Content starts

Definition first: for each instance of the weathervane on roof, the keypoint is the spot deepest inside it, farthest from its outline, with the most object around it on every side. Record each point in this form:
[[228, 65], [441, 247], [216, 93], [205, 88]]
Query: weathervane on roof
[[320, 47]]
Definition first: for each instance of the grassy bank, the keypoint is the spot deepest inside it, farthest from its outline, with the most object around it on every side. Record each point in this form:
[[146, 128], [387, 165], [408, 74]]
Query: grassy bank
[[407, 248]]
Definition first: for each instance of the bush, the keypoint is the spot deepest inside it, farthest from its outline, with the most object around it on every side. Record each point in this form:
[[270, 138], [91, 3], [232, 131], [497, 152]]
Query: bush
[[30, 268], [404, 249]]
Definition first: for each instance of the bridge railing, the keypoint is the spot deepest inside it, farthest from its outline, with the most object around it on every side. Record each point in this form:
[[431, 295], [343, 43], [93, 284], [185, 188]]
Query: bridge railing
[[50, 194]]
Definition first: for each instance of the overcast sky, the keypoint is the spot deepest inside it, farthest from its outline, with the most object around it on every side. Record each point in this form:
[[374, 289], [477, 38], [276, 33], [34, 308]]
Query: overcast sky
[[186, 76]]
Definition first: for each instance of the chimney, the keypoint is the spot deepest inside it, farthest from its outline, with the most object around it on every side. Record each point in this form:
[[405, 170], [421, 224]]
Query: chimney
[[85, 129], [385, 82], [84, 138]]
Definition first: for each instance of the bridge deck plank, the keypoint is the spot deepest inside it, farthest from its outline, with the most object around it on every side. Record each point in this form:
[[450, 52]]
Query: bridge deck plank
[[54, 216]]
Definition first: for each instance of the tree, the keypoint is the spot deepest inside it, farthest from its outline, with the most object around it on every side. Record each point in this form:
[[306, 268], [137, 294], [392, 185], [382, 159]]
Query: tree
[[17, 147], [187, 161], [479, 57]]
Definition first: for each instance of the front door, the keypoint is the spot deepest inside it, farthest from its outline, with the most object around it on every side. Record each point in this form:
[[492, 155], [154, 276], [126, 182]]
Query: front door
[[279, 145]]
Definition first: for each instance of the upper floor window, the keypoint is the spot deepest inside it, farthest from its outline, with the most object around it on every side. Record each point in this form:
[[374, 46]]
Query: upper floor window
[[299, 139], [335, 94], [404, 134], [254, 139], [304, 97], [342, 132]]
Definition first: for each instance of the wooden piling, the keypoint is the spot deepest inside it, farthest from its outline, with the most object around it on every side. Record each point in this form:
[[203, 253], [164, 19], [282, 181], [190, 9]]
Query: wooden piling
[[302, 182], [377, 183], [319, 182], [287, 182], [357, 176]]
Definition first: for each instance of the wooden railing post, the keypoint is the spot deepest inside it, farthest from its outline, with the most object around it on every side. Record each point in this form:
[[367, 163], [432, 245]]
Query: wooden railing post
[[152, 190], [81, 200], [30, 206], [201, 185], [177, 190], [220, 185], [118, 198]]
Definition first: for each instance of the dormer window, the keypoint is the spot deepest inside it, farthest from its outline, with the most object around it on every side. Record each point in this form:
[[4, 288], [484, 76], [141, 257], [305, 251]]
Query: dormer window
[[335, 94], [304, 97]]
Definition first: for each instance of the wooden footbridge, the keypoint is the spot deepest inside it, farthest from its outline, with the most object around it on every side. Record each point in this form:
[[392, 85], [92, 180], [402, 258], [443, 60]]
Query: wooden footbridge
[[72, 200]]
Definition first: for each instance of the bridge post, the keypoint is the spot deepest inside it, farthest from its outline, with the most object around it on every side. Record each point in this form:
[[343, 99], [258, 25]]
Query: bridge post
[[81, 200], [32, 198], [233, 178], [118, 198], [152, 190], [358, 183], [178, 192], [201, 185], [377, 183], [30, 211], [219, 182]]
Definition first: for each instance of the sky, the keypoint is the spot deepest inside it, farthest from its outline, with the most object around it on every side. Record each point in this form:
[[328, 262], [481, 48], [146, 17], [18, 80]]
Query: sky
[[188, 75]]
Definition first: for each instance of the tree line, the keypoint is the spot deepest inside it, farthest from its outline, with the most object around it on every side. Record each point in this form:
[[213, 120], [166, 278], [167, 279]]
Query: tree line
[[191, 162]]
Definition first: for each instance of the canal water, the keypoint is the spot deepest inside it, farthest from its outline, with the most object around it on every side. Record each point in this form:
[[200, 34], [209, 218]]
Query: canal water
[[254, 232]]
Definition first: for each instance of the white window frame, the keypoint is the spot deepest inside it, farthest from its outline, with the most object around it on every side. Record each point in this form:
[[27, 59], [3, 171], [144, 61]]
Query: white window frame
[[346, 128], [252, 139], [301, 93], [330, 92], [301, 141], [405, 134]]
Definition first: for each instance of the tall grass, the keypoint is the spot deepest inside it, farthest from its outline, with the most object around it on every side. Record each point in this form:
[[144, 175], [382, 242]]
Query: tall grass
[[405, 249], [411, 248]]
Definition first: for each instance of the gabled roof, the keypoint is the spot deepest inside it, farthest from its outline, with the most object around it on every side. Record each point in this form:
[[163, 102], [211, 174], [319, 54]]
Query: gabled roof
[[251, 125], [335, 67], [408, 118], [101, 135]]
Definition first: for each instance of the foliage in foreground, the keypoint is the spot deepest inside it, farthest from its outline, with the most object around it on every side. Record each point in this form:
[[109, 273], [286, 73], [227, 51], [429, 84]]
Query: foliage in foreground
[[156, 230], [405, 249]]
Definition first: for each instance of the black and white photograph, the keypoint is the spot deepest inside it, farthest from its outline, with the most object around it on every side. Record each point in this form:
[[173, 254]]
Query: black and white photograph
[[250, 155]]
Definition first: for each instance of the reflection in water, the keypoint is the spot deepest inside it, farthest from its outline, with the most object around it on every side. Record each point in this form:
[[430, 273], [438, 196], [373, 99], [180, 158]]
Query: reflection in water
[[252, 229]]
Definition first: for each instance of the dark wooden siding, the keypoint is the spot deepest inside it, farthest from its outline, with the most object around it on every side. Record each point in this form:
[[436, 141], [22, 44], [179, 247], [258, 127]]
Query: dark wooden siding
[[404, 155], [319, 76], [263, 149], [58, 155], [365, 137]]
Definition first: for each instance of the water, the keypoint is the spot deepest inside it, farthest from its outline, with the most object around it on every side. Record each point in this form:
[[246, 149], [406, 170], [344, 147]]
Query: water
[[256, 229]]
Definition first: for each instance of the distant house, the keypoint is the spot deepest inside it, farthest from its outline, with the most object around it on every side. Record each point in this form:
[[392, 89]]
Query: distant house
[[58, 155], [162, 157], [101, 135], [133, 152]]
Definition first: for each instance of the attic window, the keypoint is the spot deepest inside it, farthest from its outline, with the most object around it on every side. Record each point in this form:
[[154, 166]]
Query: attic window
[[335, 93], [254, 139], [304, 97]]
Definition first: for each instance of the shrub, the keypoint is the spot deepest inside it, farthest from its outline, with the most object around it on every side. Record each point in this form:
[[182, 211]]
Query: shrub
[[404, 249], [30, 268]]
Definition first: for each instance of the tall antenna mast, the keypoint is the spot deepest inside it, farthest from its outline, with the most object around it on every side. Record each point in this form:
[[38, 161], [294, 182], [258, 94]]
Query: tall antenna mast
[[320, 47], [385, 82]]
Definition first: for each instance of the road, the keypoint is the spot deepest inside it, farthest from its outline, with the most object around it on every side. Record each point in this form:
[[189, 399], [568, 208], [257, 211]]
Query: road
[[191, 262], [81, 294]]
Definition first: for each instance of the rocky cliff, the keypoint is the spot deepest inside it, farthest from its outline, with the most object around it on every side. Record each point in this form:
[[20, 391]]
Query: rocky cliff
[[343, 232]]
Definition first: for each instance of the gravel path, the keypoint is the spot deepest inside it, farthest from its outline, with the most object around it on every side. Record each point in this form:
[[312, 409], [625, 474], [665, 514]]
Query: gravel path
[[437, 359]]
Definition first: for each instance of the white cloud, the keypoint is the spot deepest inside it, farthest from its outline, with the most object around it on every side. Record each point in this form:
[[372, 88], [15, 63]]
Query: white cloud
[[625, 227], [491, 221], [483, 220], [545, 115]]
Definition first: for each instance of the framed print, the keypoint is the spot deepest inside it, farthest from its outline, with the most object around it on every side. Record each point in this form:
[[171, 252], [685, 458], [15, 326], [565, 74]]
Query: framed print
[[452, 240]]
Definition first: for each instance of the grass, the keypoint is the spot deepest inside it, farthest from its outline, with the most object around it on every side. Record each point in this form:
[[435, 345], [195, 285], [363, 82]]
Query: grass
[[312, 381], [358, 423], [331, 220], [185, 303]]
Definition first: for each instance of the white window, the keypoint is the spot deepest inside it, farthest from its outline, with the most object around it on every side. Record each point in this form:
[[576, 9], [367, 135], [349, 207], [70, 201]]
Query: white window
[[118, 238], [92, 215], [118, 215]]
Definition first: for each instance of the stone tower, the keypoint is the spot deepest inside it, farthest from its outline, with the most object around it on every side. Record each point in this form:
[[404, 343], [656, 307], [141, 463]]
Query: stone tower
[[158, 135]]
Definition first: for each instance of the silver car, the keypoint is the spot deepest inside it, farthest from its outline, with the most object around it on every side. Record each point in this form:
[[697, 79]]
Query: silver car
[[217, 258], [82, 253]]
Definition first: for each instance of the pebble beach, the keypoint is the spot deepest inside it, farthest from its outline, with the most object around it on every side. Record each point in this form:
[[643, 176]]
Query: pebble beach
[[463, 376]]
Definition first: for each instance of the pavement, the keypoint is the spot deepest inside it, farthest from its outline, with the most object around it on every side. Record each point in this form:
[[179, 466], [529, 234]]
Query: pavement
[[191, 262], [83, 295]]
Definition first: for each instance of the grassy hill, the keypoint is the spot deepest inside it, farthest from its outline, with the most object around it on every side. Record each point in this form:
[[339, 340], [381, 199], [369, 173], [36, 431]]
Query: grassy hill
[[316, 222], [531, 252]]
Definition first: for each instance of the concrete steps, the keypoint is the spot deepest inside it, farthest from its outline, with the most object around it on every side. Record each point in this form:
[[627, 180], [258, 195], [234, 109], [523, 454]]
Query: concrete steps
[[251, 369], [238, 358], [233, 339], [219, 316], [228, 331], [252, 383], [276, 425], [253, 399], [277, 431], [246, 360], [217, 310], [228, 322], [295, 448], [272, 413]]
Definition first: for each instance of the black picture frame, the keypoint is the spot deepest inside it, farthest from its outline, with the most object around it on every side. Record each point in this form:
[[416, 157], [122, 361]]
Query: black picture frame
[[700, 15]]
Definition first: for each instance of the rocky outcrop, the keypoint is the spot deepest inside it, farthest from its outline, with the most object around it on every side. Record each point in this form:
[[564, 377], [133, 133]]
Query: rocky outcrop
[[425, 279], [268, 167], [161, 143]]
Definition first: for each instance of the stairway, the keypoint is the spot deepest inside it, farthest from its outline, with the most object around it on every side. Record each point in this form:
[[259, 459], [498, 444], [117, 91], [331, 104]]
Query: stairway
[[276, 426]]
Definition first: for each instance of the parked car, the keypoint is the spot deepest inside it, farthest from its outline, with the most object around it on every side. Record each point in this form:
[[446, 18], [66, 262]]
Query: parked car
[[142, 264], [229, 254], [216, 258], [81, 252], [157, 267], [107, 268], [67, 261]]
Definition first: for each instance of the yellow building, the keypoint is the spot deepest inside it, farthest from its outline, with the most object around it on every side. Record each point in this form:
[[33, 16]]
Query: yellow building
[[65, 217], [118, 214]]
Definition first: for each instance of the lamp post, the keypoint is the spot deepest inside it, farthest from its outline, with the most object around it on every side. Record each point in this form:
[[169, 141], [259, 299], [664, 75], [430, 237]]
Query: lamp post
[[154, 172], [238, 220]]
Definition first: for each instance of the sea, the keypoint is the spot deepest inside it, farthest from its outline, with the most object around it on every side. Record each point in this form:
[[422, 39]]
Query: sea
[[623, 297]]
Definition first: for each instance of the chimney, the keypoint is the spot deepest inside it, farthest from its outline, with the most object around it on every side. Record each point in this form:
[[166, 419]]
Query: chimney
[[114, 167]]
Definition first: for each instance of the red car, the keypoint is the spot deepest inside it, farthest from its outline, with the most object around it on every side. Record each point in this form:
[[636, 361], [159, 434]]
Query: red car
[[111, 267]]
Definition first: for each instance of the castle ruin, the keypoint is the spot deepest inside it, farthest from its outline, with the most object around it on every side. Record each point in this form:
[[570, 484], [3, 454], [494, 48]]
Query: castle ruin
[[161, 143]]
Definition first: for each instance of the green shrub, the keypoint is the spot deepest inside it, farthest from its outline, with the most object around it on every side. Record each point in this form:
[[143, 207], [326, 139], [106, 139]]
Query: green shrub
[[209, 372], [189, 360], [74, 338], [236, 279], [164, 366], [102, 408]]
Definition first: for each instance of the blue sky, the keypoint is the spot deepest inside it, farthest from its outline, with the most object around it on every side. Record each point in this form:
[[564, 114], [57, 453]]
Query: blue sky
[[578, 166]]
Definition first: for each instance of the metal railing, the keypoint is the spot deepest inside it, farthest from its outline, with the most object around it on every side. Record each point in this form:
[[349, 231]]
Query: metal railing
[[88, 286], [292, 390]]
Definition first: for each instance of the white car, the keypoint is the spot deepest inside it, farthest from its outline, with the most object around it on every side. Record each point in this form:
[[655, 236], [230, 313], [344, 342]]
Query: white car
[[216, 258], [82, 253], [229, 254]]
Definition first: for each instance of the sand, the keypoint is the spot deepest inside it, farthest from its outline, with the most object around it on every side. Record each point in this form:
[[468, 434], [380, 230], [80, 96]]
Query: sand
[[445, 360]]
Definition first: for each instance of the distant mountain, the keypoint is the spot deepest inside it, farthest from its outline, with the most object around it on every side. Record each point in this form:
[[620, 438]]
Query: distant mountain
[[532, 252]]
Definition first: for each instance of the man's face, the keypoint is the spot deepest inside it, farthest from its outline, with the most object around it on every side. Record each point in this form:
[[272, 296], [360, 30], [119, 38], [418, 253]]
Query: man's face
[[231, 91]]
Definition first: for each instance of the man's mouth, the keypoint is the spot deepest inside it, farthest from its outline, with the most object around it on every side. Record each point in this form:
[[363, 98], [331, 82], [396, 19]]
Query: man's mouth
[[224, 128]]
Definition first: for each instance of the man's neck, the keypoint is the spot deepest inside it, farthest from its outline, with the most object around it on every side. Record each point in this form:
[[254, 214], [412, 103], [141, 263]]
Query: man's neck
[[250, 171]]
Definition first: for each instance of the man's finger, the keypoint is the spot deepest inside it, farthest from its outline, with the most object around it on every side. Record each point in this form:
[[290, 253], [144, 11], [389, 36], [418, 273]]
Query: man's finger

Content ends

--- PROBLEM DESCRIPTION ---
When the word "finger" shows up in a line of the entries, pull that line out.

--- SOLUTION TO THE PROBLEM ---
Definition first: for each instance of the man's finger, the keypoint is the spot deepest inside it, farthest from its outline, with the most object around it on every side. Record each point in this form:
Query: man's finger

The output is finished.